TO DO: Please copy the following lines word for word, starting at the line that contains "Return a point for each instance of the desert" and stopping after the line that contains "Return a point for each instance of the cactus spine".

SOURCE RECORDS:
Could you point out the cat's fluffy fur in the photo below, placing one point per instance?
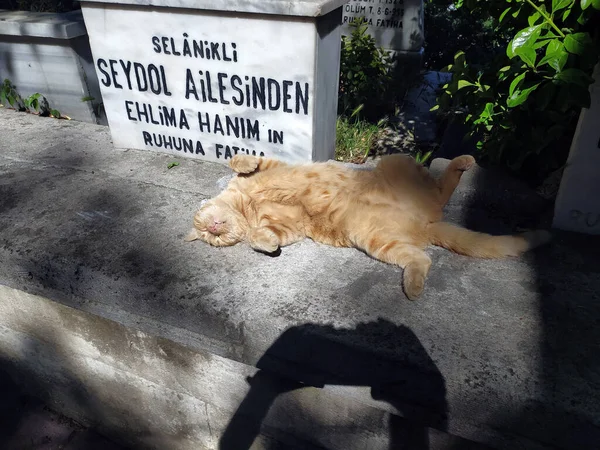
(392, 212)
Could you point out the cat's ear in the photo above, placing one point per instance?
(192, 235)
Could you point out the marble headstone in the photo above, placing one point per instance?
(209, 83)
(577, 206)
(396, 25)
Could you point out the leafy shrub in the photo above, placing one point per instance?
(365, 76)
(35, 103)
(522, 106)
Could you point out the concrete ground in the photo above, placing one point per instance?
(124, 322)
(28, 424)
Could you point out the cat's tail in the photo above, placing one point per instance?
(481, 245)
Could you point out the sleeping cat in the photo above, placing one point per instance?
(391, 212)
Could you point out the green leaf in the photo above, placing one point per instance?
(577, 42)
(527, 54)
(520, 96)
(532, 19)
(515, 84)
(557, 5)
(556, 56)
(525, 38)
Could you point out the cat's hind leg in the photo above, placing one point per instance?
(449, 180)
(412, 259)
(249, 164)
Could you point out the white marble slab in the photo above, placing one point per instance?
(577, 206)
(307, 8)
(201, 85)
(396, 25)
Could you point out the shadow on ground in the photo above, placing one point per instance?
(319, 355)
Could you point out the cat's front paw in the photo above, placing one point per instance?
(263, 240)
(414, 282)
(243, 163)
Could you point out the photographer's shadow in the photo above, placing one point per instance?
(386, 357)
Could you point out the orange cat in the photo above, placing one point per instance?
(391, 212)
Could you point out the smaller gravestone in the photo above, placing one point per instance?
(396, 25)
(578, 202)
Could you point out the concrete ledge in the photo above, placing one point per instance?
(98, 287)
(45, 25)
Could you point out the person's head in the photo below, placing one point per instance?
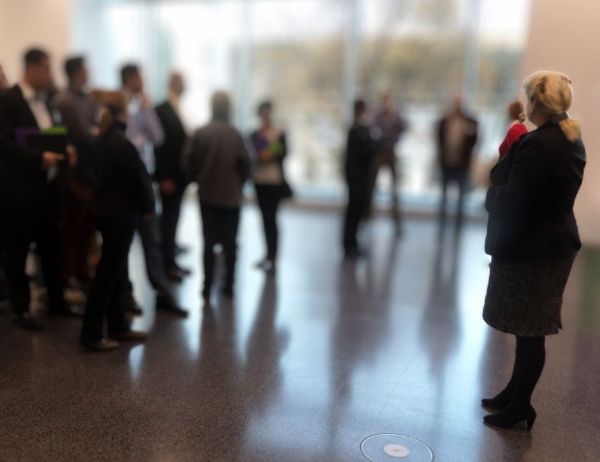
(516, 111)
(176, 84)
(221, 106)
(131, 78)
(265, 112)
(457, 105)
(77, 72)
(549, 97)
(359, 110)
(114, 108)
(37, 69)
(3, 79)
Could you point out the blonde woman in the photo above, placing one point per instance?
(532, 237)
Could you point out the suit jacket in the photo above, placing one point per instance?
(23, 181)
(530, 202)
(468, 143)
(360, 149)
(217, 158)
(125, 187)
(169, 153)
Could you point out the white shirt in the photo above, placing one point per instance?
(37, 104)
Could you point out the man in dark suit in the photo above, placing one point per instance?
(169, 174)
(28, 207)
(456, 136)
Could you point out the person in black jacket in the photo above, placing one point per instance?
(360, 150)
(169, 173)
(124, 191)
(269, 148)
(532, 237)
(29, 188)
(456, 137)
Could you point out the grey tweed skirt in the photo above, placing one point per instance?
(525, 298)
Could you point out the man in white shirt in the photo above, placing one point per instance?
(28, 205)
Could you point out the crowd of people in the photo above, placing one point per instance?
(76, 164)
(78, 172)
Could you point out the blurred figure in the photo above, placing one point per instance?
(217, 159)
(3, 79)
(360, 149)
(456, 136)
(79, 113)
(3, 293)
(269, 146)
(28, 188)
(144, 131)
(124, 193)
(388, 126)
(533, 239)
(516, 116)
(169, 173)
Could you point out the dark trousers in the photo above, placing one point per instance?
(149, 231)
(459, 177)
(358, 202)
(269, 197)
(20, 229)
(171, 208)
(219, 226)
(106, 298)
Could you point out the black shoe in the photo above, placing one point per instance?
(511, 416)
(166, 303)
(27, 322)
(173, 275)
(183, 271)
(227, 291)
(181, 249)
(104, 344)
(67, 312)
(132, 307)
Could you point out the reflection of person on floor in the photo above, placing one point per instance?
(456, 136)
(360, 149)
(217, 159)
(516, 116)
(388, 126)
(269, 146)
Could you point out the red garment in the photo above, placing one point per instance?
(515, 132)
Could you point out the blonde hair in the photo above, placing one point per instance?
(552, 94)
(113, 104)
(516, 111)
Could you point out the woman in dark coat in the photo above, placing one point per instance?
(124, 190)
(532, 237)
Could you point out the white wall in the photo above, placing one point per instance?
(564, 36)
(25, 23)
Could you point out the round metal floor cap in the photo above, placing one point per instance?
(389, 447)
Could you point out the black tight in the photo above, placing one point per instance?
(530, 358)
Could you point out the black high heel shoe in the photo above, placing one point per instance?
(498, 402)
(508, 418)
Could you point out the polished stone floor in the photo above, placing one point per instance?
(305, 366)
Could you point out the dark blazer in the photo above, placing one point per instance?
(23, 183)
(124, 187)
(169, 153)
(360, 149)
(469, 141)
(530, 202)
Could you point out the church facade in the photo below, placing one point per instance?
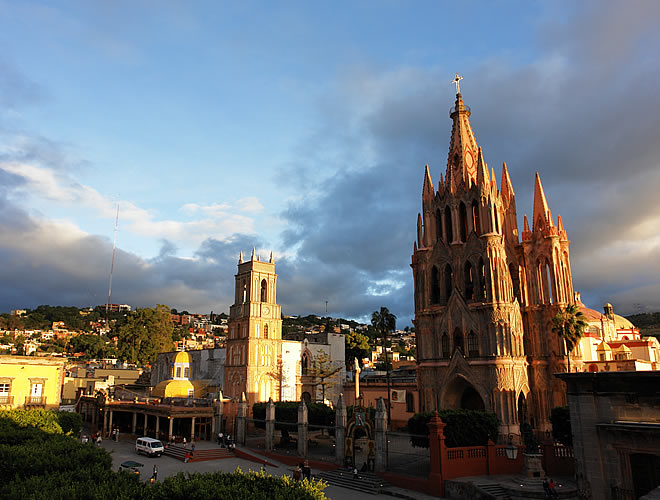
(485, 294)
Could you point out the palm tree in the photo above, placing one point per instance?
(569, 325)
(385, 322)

==

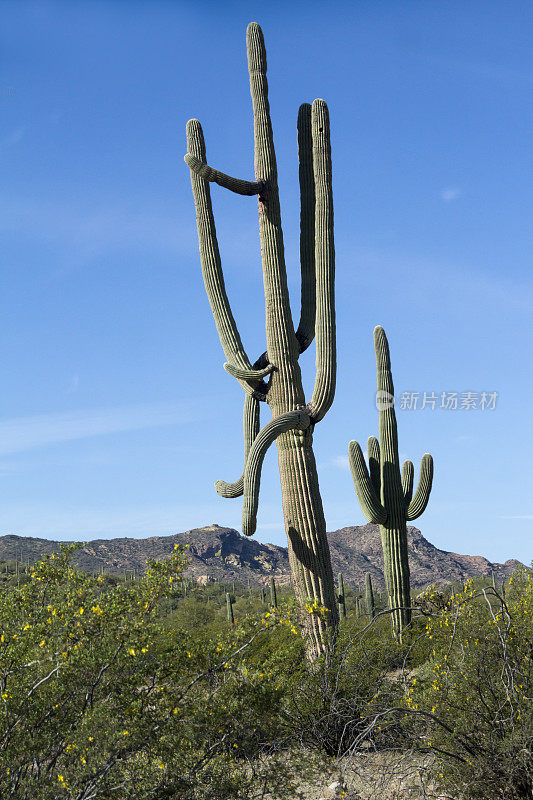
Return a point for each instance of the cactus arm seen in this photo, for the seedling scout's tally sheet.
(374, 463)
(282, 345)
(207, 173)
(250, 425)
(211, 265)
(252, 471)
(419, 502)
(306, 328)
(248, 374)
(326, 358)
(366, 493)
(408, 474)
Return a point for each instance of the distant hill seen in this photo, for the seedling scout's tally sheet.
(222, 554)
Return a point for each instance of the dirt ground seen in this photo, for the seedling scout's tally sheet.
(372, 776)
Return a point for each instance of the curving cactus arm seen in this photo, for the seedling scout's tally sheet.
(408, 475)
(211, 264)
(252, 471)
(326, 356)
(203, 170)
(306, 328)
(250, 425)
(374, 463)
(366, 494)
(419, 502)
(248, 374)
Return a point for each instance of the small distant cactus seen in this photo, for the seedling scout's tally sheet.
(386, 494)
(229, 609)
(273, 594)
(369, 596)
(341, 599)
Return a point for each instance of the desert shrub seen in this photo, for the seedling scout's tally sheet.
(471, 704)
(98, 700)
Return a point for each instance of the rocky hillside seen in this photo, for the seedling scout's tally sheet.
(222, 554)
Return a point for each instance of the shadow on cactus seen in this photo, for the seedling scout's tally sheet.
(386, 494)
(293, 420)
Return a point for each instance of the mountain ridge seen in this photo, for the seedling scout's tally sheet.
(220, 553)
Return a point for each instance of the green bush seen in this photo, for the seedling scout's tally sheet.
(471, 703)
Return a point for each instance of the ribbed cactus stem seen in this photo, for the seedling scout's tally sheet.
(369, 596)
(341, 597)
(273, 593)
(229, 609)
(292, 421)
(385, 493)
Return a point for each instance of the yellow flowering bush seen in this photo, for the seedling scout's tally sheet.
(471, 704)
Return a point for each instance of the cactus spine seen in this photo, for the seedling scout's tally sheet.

---

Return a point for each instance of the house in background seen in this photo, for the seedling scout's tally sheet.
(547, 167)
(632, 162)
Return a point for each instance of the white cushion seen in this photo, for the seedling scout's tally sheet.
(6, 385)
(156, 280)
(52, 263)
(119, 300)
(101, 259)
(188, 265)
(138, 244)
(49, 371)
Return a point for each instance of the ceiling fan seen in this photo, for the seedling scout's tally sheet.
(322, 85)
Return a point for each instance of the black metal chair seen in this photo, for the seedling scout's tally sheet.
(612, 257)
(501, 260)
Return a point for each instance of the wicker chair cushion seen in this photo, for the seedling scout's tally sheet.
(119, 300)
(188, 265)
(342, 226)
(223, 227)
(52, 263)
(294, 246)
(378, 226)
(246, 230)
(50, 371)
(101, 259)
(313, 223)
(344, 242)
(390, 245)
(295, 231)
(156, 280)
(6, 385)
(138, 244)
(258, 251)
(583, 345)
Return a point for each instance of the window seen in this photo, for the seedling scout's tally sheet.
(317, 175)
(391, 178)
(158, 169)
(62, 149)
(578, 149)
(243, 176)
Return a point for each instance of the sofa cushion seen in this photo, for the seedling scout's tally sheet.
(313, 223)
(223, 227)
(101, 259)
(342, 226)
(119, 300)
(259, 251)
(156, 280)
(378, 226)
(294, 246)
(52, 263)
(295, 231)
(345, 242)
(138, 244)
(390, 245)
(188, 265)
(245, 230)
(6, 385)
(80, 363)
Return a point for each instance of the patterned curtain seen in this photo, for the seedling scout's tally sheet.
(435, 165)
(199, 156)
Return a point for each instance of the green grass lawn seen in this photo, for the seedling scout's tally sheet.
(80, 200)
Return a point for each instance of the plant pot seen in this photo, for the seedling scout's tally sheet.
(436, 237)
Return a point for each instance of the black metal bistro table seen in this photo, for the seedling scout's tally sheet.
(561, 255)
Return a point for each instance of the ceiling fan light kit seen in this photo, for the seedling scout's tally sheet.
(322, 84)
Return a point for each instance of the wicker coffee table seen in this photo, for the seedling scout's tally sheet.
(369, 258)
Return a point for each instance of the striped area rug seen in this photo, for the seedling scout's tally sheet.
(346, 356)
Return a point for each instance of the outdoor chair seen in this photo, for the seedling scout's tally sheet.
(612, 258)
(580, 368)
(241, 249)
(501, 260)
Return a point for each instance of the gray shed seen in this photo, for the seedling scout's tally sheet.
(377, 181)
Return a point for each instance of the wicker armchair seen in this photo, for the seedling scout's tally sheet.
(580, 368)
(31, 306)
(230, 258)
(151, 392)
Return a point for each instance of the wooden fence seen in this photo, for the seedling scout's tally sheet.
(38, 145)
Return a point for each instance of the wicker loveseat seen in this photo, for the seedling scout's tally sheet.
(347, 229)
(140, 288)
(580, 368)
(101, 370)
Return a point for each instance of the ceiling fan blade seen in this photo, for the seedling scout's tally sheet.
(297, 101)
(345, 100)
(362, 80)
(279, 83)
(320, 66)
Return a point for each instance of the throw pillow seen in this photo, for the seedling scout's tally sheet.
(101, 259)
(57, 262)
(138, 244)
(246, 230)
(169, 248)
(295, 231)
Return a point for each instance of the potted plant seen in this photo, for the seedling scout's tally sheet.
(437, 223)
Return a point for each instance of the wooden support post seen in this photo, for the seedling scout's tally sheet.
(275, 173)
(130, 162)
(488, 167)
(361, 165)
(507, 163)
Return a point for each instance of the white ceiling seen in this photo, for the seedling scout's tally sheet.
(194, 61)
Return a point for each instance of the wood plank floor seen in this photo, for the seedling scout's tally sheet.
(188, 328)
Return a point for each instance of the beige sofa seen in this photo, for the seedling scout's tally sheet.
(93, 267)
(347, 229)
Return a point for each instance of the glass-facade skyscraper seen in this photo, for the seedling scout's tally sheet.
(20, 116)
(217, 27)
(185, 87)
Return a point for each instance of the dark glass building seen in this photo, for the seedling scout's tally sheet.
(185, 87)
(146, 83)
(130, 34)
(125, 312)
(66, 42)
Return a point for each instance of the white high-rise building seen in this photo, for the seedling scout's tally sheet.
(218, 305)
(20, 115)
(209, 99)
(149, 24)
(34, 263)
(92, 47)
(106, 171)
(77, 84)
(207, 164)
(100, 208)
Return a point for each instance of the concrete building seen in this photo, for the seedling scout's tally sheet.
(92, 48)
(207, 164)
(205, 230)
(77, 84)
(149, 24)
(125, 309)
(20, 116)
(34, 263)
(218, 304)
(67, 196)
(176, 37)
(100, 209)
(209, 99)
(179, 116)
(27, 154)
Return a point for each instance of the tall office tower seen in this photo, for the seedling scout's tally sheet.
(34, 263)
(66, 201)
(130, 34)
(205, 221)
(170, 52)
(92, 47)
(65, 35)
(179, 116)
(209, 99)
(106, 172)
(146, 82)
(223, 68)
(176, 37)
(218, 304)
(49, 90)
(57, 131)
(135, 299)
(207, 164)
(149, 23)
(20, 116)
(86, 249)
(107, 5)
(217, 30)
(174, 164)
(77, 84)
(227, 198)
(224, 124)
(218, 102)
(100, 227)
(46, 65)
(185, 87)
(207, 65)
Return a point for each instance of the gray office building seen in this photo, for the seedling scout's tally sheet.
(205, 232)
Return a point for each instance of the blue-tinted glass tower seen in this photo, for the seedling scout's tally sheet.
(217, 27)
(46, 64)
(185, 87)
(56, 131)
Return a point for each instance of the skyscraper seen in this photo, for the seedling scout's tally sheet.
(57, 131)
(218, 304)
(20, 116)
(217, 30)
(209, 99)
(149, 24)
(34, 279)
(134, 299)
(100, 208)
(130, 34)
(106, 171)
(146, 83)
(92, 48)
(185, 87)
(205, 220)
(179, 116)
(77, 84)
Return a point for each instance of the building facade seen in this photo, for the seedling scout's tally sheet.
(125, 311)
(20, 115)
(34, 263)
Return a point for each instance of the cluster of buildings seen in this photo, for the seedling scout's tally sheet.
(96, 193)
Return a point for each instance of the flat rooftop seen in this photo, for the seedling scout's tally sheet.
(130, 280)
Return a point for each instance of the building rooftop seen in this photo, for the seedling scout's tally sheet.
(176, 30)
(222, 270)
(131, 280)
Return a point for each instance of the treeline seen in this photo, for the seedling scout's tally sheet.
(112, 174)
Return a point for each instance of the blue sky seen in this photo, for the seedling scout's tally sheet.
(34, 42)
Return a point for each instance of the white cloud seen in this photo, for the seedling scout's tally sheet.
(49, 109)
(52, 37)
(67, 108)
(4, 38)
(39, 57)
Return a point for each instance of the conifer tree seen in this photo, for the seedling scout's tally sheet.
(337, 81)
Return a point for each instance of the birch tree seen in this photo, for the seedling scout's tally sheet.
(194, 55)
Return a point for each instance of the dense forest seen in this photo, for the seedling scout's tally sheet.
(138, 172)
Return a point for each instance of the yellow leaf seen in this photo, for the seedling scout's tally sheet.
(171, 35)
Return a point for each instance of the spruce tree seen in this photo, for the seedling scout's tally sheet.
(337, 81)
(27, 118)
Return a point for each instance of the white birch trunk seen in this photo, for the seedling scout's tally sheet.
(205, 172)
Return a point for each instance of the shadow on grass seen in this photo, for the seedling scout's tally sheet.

ANSWER:
Return a point for each instance of the desert shrub seen in this photo, for the seedling scout's tally sheet.
(471, 704)
(98, 700)
Return a point for each instance of the rocky hillside seen in this photo, for the seedling scout's tally sheet.
(222, 554)
Return a point for each instance of the shadow on cactus seen in this photo, for the seedling scout's tally sheet.
(386, 494)
(293, 420)
Return a point for each instance of the mountain ridge seen in this photo, for the seedling scout's tally sheet.
(220, 553)
Return a point for each instance of the green bush seen in this photo, for the seedling scout's tally sheet.
(471, 703)
Return a point for each instance of the ribbed cactus stem seen in this photo, for the seedling scout's tally sheet.
(369, 596)
(341, 597)
(273, 593)
(229, 609)
(292, 421)
(385, 493)
Return a point for each instance of the yellow flowering bush seen in this photo, for the seedling scout's tally sheet.
(471, 704)
Return a point for each instance of the cactus spine seen in this photo, for the seedling scout's tally sheet.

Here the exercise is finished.